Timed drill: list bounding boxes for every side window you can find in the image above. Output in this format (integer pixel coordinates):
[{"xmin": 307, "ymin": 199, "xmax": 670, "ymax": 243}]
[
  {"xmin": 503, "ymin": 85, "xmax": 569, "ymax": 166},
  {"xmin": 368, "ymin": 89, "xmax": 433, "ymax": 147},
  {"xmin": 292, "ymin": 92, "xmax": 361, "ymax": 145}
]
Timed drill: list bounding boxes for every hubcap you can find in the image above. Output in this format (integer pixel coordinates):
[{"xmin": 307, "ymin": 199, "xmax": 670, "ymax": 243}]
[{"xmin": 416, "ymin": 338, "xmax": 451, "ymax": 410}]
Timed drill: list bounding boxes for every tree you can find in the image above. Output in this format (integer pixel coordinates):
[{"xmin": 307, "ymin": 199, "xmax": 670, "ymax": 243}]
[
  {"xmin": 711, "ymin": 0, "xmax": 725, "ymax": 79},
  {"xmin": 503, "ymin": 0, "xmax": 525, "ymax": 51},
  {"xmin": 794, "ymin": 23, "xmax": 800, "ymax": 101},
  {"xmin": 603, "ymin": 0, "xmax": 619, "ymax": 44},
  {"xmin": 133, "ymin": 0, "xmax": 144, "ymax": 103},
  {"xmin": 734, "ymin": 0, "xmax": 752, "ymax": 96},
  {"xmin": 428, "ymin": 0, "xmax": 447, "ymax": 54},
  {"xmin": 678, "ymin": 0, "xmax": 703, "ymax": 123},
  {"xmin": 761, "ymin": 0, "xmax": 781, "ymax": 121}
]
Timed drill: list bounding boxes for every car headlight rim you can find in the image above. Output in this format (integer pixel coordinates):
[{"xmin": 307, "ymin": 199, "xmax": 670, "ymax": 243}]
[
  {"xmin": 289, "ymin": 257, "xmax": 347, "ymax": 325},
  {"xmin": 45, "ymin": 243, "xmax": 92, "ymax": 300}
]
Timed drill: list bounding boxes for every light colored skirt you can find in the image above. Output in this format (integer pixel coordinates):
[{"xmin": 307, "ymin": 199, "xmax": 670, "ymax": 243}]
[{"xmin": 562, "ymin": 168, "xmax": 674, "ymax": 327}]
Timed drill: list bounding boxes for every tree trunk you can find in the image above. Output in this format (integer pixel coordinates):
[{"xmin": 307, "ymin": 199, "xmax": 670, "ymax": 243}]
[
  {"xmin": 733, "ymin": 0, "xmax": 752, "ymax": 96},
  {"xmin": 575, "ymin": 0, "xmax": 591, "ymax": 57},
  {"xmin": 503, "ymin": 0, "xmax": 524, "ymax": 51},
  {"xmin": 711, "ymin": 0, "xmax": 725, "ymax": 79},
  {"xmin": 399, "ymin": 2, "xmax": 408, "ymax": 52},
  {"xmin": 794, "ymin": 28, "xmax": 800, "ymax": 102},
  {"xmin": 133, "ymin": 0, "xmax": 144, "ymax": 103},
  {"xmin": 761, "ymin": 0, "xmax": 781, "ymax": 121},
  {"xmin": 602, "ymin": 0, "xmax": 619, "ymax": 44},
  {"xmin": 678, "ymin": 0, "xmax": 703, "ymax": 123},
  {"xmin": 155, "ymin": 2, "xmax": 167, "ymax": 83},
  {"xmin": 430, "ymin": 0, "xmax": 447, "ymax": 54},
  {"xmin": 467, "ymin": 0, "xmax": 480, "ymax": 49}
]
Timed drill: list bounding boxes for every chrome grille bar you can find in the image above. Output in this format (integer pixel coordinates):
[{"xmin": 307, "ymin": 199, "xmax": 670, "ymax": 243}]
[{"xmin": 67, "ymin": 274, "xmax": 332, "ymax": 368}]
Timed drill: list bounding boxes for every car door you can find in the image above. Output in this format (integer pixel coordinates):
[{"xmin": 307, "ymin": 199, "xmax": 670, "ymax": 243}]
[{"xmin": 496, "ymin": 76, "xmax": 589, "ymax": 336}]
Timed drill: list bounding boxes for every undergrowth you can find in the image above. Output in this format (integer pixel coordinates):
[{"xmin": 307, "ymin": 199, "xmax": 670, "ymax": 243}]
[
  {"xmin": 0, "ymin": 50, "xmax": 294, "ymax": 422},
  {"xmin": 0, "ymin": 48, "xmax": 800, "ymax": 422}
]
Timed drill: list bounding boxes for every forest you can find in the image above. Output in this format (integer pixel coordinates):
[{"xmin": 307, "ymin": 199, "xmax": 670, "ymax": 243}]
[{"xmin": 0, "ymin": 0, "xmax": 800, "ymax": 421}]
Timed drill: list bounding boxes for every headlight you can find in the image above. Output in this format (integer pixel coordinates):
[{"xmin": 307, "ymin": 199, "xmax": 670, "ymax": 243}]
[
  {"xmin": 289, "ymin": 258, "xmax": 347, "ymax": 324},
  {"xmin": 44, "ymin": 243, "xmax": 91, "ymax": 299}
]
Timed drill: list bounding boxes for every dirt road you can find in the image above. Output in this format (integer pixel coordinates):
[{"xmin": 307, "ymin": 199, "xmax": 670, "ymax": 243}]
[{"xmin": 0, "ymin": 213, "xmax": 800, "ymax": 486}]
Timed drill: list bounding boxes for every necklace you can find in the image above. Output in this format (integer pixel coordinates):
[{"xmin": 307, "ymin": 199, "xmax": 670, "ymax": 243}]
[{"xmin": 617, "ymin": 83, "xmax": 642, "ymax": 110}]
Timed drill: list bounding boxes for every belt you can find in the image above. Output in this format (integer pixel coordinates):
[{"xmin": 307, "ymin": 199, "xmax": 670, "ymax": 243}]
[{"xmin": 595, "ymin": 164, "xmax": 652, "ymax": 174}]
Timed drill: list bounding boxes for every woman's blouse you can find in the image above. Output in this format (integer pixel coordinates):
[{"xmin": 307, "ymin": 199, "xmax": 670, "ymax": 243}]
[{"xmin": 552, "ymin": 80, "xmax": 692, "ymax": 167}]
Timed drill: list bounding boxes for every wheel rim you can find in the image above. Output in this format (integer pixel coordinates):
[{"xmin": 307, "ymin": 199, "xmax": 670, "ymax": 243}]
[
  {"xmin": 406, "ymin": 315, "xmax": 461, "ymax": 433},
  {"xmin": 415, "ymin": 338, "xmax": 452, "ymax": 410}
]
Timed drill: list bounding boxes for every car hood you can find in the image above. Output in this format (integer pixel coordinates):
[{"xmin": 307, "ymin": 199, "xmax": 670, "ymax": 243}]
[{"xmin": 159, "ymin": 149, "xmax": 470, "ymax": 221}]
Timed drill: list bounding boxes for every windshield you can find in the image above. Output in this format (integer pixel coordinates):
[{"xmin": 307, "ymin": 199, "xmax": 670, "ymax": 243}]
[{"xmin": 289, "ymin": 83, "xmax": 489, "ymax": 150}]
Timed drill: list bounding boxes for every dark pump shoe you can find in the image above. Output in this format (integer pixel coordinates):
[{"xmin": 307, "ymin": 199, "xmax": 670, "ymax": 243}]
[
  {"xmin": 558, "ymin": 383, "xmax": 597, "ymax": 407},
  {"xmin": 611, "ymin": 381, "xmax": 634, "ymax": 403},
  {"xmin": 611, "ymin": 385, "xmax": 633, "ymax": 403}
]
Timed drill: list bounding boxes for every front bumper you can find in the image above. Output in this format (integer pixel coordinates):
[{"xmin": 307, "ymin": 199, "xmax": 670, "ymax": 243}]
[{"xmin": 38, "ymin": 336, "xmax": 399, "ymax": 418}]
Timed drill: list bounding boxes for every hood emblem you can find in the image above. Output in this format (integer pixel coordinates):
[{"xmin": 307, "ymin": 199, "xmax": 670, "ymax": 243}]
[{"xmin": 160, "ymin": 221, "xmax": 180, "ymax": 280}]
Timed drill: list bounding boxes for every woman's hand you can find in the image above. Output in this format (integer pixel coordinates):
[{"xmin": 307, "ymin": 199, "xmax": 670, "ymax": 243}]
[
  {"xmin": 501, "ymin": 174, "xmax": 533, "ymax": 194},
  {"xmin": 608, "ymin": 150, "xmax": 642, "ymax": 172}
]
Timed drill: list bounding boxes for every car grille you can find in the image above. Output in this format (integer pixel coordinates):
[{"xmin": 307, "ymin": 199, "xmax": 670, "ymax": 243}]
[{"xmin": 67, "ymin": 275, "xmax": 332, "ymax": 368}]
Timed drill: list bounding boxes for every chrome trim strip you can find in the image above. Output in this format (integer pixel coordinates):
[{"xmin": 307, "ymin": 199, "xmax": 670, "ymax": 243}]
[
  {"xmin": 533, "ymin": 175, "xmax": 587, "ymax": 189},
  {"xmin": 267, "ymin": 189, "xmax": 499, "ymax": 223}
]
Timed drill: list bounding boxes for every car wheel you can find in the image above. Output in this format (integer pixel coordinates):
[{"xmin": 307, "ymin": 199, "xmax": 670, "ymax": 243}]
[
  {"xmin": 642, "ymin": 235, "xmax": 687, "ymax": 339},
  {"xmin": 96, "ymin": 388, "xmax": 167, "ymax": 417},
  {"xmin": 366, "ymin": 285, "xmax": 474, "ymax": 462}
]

- TO DO:
Tally the lines in the data above that contain the string "hood", treating uppercase and lowercase letters as different. Give only the number.

- SOLUTION TO THIS TASK:
2